* _Document section_:
********

As the full dimensions of this potential disaster become known worldwide, more and more weapons-free nations are demanding that the Nuclear Nine relinquish their weapons. This year several international meetings examined the catastrophic effects of nuclear weapons and 151 nation now support a ban.(For more information please see: www.icanw.org/why-a-ban )

Who should decide whether or not to spend billions on modernizing the B-61 nuclear bombs? Certainly not those who would benefit from this controversial project. It really is up to us. Our families are the ones who will pay for it, and, if they are ever used, women and children everywhere will be the ones to suffer. Will we be safer to have the ability to incinerate thousands of distant human beings with our airplane delivered bombs? Or, will we be safer to support an international convention making the possession, maintenance and use of nuclear weapons a crime against the human future? Our Representatives must hear from us now, while the Congress is deciding whether or not to “modernize” the B-61 bombs.

********

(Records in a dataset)
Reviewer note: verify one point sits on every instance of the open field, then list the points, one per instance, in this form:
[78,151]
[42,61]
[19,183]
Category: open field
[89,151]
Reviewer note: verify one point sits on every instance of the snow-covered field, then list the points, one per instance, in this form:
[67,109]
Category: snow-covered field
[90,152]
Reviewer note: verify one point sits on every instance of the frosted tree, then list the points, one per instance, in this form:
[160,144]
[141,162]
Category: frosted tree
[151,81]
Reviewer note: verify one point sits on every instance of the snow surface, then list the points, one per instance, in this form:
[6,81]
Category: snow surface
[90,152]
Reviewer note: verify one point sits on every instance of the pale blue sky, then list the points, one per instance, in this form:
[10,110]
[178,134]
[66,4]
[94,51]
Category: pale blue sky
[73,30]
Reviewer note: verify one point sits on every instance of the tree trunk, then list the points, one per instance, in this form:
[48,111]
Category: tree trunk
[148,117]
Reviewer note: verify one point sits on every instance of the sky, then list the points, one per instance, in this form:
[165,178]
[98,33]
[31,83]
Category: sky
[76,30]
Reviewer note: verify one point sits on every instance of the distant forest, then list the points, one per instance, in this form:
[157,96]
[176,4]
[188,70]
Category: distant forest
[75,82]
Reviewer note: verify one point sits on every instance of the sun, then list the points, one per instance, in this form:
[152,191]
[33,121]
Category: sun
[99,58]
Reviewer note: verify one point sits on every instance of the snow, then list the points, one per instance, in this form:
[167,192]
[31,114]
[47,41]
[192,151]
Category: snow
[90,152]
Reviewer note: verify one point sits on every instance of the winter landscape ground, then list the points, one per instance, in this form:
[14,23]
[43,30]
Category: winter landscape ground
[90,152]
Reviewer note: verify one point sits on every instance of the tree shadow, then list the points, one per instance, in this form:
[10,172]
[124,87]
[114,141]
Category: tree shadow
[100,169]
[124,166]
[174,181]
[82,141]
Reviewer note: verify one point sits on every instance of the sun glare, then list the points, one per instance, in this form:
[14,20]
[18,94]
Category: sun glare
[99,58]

********

Repeat the nuclear weapons text word for word, in full.

As the full dimensions of this potential disaster become known worldwide, more and more weapons-free nations are demanding that the Nuclear Nine relinquish their weapons. This year several international meetings examined the catastrophic effects of nuclear weapons and 151 nation now support a ban.(For more information please see: www.icanw.org/why-a-ban )

Who should decide whether or not to spend billions on modernizing the B-61 nuclear bombs? Certainly not those who would benefit from this controversial project. It really is up to us. Our families are the ones who will pay for it, and, if they are ever used, women and children everywhere will be the ones to suffer. Will we be safer to have the ability to incinerate thousands of distant human beings with our airplane delivered bombs? Or, will we be safer to support an international convention making the possession, maintenance and use of nuclear weapons a crime against the human future? Our Representatives must hear from us now, while the Congress is deciding whether or not to “modernize” the B-61 bombs.